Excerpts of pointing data
(begin)

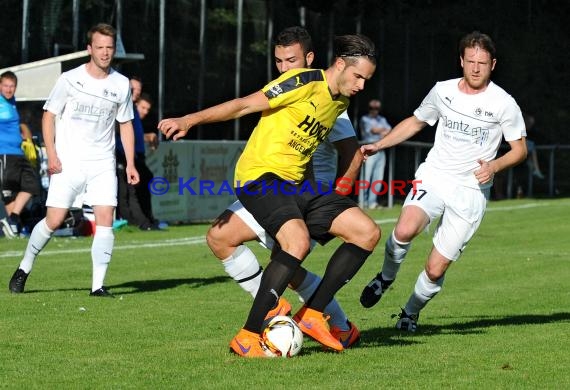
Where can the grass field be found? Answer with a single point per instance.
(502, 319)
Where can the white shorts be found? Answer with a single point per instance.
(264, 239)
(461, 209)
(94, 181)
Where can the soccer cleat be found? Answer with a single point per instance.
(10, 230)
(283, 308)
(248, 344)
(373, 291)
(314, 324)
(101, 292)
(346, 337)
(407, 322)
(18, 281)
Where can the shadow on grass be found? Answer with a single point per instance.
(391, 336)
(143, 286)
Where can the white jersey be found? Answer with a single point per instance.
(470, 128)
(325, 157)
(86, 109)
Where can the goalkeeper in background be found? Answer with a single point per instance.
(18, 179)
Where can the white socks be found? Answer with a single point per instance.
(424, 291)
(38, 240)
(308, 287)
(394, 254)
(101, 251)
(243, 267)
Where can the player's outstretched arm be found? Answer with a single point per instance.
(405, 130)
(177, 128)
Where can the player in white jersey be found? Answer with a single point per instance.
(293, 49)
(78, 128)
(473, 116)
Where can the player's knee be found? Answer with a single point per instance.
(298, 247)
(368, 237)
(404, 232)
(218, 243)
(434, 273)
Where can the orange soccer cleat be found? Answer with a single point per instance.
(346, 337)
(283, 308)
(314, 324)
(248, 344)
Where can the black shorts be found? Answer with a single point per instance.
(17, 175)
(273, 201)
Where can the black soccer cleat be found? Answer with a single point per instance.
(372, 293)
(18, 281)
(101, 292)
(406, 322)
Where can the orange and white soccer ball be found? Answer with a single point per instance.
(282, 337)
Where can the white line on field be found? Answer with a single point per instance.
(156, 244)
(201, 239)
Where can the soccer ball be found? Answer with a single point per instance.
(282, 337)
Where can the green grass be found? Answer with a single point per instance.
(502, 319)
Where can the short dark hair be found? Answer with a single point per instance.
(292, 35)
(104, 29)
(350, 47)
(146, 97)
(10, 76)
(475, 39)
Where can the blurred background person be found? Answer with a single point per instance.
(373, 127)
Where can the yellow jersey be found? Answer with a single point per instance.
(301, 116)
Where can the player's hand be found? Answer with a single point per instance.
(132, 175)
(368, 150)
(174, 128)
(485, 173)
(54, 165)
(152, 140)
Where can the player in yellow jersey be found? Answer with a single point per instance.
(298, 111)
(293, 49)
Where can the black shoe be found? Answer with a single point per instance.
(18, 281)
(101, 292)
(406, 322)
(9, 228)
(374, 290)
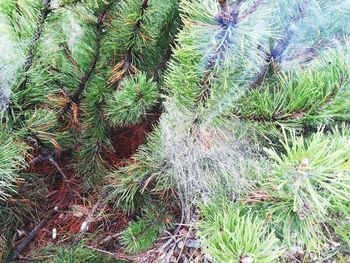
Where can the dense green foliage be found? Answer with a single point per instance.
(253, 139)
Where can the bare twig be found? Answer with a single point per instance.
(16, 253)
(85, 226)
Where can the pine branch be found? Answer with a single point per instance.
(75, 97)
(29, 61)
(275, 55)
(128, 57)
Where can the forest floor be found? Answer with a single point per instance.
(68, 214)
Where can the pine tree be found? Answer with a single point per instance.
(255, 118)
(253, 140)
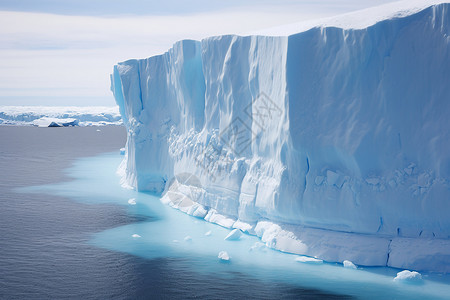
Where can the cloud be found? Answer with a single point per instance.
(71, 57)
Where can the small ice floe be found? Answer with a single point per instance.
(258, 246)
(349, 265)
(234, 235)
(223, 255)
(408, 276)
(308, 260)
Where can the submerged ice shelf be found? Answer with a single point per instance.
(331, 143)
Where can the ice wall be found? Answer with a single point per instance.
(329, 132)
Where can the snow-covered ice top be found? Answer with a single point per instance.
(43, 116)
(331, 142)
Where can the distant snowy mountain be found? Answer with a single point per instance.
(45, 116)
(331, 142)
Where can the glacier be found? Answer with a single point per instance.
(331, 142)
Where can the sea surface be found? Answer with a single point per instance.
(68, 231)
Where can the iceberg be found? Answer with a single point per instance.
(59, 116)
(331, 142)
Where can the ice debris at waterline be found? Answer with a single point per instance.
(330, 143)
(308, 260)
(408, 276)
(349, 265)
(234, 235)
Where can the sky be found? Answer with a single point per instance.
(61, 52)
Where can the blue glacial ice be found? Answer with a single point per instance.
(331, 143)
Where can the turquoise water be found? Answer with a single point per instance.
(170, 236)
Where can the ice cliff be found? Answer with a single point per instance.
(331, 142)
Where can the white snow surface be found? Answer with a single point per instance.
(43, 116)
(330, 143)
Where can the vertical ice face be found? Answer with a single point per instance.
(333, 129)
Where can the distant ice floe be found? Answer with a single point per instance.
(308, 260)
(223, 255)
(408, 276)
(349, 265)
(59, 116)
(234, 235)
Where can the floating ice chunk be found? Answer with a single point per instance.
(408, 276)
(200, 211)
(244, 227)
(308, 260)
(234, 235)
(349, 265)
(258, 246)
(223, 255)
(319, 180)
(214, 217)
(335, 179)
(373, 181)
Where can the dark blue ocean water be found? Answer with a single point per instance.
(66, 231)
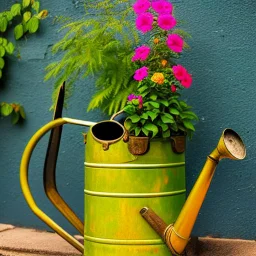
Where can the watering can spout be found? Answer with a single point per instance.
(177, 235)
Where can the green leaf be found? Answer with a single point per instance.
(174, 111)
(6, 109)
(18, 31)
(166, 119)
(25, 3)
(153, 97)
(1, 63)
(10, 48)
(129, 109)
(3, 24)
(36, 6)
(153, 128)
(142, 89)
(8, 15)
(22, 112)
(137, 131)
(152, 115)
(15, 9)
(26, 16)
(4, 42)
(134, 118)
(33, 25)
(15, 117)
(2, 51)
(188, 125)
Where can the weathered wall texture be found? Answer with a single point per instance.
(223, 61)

(end)

**TASK DETAILS**
From the entries above, output every line exactly and omit any image.

**TASK SOLUTION**
Where can the grass field be found? Answer with a single point per instance.
(502, 319)
Where can the white shorts be found? Answer with a single point per instance.
(264, 239)
(461, 209)
(94, 181)
Where can the soccer cleat be found? Answer with a single point per instance.
(10, 230)
(283, 308)
(248, 344)
(373, 291)
(314, 324)
(101, 292)
(346, 337)
(407, 322)
(18, 281)
Where can the shadow on grass be found? Answer with a single point per instance.
(391, 336)
(143, 286)
Where can the white jersey be found? Answer with a single point per instance.
(470, 128)
(325, 157)
(86, 109)
Where can the goalkeeper in background be found? Answer with a single point per instance.
(18, 179)
Where can the white socks be found? Answer with a single point per instance.
(424, 291)
(38, 240)
(308, 287)
(394, 254)
(101, 251)
(243, 267)
Where can the player's outstretched arm be found? Answer with a single point per instance.
(405, 130)
(177, 128)
Where can the player in white jersey be found? Answer with a single point per instance.
(293, 49)
(78, 128)
(473, 116)
Where can the player's knee be found? Answer with a single point per instance.
(298, 247)
(368, 237)
(404, 232)
(218, 243)
(434, 273)
Where can the orange soccer cleat be found? Answer with a single point per instance.
(346, 337)
(283, 308)
(314, 324)
(248, 344)
Where can the black shorts be found? Answer with a single point per instance.
(17, 175)
(273, 201)
Where can the black soccer cleat be found? Answer with a single point per instance.
(372, 293)
(18, 281)
(101, 292)
(406, 322)
Where can the orange and white soccer ball be found? Answer with a single point per instance.
(282, 337)
Where can the white line on field be found? Answer with a single point per instance.
(156, 244)
(201, 239)
Where can the soccer ball be found? Answer with a single point per instance.
(282, 337)
Where can the green grass be found? Answer with a single point per instance.
(502, 319)
Where can the short dark hair be found? Answer with a single point per instance.
(292, 35)
(104, 29)
(350, 47)
(146, 97)
(10, 76)
(475, 39)
Where can the blurred background person be found? Answer with a single point per instance.
(373, 127)
Where can the yellow jersey be found? Answer with a single point per instance.
(301, 116)
Where can the player's hand be found? Answer with a single point per instance.
(132, 175)
(368, 150)
(174, 128)
(485, 173)
(54, 165)
(152, 140)
Where can the player in yellow jersey be found? Answer with a single point per instance.
(298, 111)
(293, 49)
Where can the black shoe be found? Answer with a single point per instance.
(18, 281)
(101, 292)
(406, 322)
(9, 228)
(374, 290)
Where can the dense green foliage be found? Answer with a single point per instance.
(253, 139)
Where can the bare twig be found? Answer with a single point per instance.
(16, 253)
(85, 226)
Where can the pine branch be found? Answer with a single point per instance.
(75, 97)
(29, 61)
(275, 55)
(128, 57)
Where can the forest floor be found? Answer with a single point per instance.
(68, 214)
Where can the pine tree be found? Answer with a single point per instance.
(255, 118)
(253, 140)
Where can the cloud be found? Answer with a single point per instance.
(71, 57)
Where can the small ice floe be found? Answer with a single point per instance.
(258, 246)
(349, 265)
(234, 235)
(223, 255)
(408, 276)
(308, 260)
Where can the submerged ice shelf be found? Answer with a single point per instance.
(331, 143)
Where can the ice wall be found? Answer with a single point per instance.
(329, 132)
Where can the snow-covered ice top be found? Answer with a single point per instance.
(43, 116)
(331, 142)
Where can the distant snowy mountain be found? Answer with a single point per instance.
(45, 116)
(331, 142)
Where can the glacier be found? Answer with a single point per instance.
(331, 142)
Where can the sea surface be found? Answer with a single point per instance.
(68, 231)
Where can the iceberg be found? Answer with a single point per instance.
(59, 116)
(331, 142)
Where can the ice debris at waterline be found? Answer with a single point per instance.
(330, 143)
(308, 260)
(408, 276)
(349, 265)
(234, 235)
Where can the sky be found? Answer with a single point per instance.
(61, 52)
Where can the blue glacial ice be found? Answer with a single point per instance.
(331, 143)
Where can the turquoise water be found? Answer with a single point per instance.
(170, 236)
Where can the ice cliff be found? Answer with a single point per instance.
(331, 142)
Where can the white snow surface be found? Answer with a single point per instance.
(43, 116)
(330, 143)
Where can the vertical ice face be found? Answer with a single point per instance.
(333, 129)
Where can the distant ice floe be found? Answer with a single point per instance.
(308, 260)
(223, 255)
(408, 276)
(349, 265)
(59, 116)
(234, 235)
Where can the floating ice chunk be found? Answer with a single point per instance.
(408, 276)
(200, 211)
(244, 227)
(308, 260)
(234, 235)
(349, 265)
(258, 246)
(223, 255)
(319, 180)
(214, 217)
(335, 179)
(373, 181)
Where can the dark blue ocean water be found? Answer with a single point per instance.
(66, 231)
Where can the watering can spout be found? Answer with a single point per instance.
(177, 235)
Where can the green leaf be found? Answer with a single point per instance.
(174, 111)
(6, 109)
(18, 31)
(166, 119)
(25, 3)
(153, 97)
(1, 63)
(10, 48)
(129, 109)
(3, 24)
(36, 6)
(153, 128)
(142, 89)
(8, 15)
(22, 112)
(137, 131)
(152, 115)
(15, 9)
(26, 16)
(4, 42)
(134, 118)
(33, 25)
(15, 117)
(2, 51)
(188, 125)
Where can the weathered wall texture be found? Answer with a single point per instance.
(223, 61)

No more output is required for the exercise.